[Directions]:
Answer these questions using the Armstrong number tutorial.
(a) Whom is the Armstrong number named after?
(b) Which Armstrong numbers between 1 and 1000 does the tutorial list?
(c) What value is assigned to the variable num in the sample program?

Last updated on Jun 17,2021 18.1K Views

2 / 29 Blog from Java Programs

In number theory, a narcissistic number, an Armstrong number is named after Michael F. Armstrong is a number that is the sum of its own digits each raised to the power of the number of digits. In this Armstrong Number in Java article, let’s learn how to check whether a given number is Armstrong number or not. 

The topics discussed in this article are:

Let’s begin!

What is an Armstrong Number?

The sum of the power of individual digits is equal to the number itself. Between 1 to 1000, there are five Armstrong numbers. They Are :- 1, 153, 370, 371, 407. Here’s the general equation.

abcd... = an + bn + cn + dn + ...
Armstrong Number - Armstrong Number in Java - Edureka

Let’s check out the concept with some examples.
Example1: 370

3*3*3 + 7*7*7 + 0*0*0 = 27 + 343 + 0 = 370

Example2: 407
4*4*4 + 0*0*0 + 7*7*7 = 64 + 0 + 343 = 407

I hope that you are clear with the concept now. Moving on, let check out how to check whether a given number is Armstrong number or not in Java.

Java Program to check an Armstrong number

You can check whether a given number is Armstrong number or not in Java in two ways:

  1. Using ‘while’ loop
  2. Java ‘for’ loop

Using ‘while’ loop

In case of an Armstrong number of 3 digits, the sum of cubes of each digit is equal to the number itself. The example program below checks if a given 3 digit number is Armstrong number or not.

package MyPackage;


	public class ArmstrongNumber{
	    public static void main(String[] args) {
	        int num = 371, originalNum, remainder, result = 0;
	        originalNum = num;
	        while (originalNum != 0)

[Point annotation records]:
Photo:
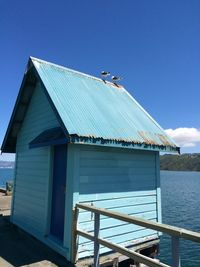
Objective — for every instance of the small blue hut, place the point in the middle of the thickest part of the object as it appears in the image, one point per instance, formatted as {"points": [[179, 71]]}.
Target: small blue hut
{"points": [[80, 139]]}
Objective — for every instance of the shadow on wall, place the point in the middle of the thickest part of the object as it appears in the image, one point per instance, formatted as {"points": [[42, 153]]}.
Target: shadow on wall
{"points": [[18, 248]]}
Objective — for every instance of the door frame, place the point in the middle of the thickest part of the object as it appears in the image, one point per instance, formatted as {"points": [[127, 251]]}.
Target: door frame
{"points": [[49, 198]]}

[Response]:
(a) Michael F. Armstrong
(b) 1, 153, 370, 371, and 407
(c) 371